Stored data:
++++++++++
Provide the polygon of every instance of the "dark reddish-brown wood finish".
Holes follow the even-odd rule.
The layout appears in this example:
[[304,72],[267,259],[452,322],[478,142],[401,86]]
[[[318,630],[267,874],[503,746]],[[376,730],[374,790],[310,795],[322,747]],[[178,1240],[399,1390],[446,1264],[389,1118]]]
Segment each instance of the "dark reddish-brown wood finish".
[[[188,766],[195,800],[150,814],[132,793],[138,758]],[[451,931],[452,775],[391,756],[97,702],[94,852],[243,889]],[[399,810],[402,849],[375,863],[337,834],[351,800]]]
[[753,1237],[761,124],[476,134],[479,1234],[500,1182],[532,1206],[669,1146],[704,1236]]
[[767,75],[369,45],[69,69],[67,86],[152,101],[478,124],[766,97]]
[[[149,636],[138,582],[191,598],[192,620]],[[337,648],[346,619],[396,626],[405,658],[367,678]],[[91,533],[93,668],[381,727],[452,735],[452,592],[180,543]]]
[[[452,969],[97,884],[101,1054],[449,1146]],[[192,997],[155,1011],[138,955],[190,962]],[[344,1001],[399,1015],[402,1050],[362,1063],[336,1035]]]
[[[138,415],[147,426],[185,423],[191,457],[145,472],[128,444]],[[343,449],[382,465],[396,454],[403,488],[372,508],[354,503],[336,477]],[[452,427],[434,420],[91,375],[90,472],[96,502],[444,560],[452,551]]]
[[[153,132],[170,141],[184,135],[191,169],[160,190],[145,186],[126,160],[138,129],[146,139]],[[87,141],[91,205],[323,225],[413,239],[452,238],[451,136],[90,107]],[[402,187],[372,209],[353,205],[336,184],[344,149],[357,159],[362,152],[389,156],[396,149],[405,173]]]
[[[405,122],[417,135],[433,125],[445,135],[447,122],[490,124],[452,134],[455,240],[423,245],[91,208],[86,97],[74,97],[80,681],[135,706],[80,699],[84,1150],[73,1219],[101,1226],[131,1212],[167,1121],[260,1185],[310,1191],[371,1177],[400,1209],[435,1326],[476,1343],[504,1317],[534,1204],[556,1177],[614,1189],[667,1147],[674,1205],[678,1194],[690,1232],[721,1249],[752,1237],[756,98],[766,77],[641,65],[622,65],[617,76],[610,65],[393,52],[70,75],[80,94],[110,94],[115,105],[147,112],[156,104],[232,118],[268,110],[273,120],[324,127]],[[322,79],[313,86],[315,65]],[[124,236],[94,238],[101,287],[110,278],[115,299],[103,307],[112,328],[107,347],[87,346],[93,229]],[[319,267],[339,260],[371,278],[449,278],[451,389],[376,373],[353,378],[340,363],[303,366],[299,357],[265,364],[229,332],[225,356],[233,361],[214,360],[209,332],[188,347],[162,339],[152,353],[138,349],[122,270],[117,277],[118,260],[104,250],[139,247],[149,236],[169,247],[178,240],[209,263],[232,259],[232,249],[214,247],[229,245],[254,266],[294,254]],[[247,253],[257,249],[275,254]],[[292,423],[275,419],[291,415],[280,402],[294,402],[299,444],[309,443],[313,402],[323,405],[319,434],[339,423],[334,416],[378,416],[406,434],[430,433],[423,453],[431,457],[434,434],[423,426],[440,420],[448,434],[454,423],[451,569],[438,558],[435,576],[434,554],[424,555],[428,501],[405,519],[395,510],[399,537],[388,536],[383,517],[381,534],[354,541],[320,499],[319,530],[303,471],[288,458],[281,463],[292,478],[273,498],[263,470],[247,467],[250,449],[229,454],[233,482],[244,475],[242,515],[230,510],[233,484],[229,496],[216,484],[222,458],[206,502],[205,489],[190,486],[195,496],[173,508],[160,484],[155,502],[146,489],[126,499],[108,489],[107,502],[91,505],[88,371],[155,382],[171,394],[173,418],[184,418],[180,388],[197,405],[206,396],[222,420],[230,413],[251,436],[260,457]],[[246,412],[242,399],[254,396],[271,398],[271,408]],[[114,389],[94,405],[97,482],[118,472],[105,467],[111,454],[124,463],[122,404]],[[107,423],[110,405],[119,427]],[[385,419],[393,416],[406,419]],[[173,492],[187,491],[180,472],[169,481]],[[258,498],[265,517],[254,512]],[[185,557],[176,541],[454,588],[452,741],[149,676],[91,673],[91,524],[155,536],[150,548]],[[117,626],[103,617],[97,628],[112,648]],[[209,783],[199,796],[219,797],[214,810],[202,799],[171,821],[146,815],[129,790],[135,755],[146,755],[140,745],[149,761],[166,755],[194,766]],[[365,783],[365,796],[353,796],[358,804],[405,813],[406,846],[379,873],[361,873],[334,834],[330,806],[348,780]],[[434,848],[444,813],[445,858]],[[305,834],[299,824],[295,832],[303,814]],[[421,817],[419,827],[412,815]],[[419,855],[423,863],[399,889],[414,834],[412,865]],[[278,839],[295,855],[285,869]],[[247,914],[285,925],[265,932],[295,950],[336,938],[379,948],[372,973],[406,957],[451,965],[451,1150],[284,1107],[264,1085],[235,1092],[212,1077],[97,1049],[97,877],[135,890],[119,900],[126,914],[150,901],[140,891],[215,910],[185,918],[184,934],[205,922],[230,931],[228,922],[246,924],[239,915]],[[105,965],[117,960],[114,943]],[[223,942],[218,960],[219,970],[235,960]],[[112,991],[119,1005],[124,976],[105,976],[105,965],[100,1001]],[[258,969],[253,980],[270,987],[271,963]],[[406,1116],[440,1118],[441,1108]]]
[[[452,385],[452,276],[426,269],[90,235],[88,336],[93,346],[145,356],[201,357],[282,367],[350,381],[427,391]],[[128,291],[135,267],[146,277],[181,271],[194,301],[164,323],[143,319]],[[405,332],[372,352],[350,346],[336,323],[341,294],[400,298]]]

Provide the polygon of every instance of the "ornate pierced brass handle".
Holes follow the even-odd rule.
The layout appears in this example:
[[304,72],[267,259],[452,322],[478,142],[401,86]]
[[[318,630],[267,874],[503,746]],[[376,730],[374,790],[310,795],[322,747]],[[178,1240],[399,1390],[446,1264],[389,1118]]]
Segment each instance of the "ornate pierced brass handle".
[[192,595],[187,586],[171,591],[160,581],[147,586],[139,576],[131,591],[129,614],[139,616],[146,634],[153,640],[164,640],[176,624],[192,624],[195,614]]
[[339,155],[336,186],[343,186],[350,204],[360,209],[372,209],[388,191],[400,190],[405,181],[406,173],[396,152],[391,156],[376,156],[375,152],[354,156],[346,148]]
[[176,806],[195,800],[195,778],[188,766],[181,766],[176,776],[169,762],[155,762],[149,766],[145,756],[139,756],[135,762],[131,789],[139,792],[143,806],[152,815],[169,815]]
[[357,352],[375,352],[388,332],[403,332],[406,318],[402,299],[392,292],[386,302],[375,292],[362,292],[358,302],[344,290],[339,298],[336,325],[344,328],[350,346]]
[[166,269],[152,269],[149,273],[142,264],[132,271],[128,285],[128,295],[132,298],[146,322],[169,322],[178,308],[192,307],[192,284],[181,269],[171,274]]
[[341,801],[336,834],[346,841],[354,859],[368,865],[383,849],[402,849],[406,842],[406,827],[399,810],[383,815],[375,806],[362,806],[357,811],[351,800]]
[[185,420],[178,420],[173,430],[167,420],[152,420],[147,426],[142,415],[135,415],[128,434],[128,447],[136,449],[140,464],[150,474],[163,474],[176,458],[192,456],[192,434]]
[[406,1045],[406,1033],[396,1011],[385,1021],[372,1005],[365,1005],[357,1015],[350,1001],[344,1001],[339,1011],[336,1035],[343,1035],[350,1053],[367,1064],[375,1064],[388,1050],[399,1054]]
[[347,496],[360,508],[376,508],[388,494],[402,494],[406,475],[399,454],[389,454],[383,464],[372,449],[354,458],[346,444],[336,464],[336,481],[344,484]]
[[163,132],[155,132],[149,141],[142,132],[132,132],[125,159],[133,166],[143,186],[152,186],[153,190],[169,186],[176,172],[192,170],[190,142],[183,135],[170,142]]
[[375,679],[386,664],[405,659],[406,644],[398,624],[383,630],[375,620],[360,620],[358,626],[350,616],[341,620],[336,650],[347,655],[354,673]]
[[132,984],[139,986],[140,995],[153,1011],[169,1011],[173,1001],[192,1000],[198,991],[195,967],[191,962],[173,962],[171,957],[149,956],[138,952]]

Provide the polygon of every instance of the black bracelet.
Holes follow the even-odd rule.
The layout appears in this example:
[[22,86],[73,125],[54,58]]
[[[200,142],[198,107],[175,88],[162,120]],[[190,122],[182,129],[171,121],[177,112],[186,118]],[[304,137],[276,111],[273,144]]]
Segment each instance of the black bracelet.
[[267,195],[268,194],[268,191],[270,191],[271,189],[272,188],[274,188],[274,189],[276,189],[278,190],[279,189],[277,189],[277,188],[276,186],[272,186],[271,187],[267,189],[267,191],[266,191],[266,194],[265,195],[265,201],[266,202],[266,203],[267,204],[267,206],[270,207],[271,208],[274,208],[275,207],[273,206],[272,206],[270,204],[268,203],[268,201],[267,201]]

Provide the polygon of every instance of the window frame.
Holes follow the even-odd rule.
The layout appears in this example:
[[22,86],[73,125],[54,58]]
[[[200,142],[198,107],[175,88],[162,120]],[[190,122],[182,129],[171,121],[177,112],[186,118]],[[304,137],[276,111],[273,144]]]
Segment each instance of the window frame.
++++++++++
**What is needed**
Reproduce verbatim the lines of the data from the line containing "Provide the polygon of every instance of the window" through the end of the data.

**Solution for this task**
Provide the polygon of every instance of the window frame.
Holes follow the even-odd rule.
The layout appears in this example:
[[22,86],[73,125],[54,58]]
[[[200,142],[198,107],[175,88],[162,120]],[[190,122],[182,129],[171,121],[177,112],[186,118]],[[304,137],[276,111],[273,144]]]
Segment each instance of the window frame.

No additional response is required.